## GOAL
Translate this sentence from the article on China's Third Plenum below into Spanish: "But the Third Plenum is expected to stay away from political reform in a bid to keep the party's tight grip on power in the world's second largest economy after the U.S., analysts say."

── SELECTED EXCERPT

When Chinese President Xi Jinping unveils his much-anticipated "comprehensive" reform package at a meeting of the ruling Chinese Communist Party's top brass beginning this weekend, he is unlikely to address the metaphorical elephant in the room — political reform.
He will instead focus on setting the agenda for economic reform for the next decade.
Some are already speculating that the market reform initiatives he would announce at the plenary session of the party's 205-member central committee—the third since Xi took over the helm late last year—would make the Nov. 9-12 meeting one of the three most important events in Chinese economic history.
They say the so-called Third Plenum meeting in Beijing will rival the 1978 plenum when paramount leader Deng Xiaoping declared the opening-up of China's economy and the 1993 plenum when Premier Zhu Rongji announced the "socialist market economy."
Indications are that the upcoming economic reforms are intended to rein in state-owned enterprises; open up key sectors such as energy, finance, and telecoms; and lead to the internationalization of the yuan currency and major changes to land and household registration systems.
But the Third Plenum is expected to stay away from political reform in a bid to keep the party's tight grip on power in the world's second largest economy after the U.S., analysts say.
"Political reform is off the table I think maybe by precedence and practice," said Randy Schriver, head of the Washington-based Project 2049 Institute. "That's not to say that they are prohibited from discussing political reforms at the Third Plenum."

────
── RECORDED DATA

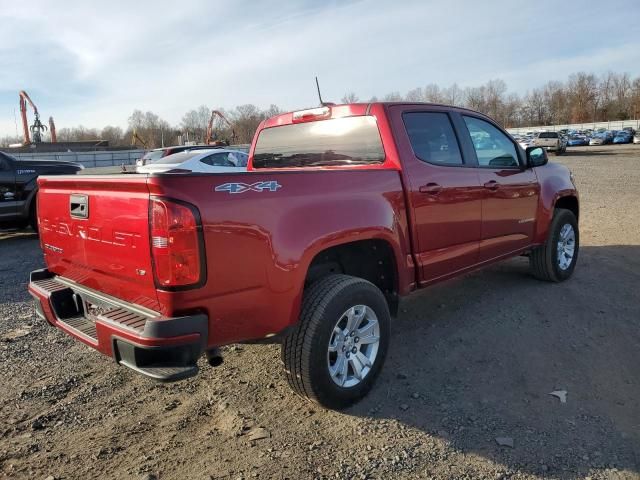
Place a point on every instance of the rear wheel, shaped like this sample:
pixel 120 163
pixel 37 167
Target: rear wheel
pixel 556 259
pixel 336 351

────

## THE SOLUTION
Pero se espera que el Tercer Pleno se mantenga al margen de la reforma política con el fin de conservar el férreo control del partido sobre el poder en la segunda economía más grande del mundo después de EE. UU., según los analistas.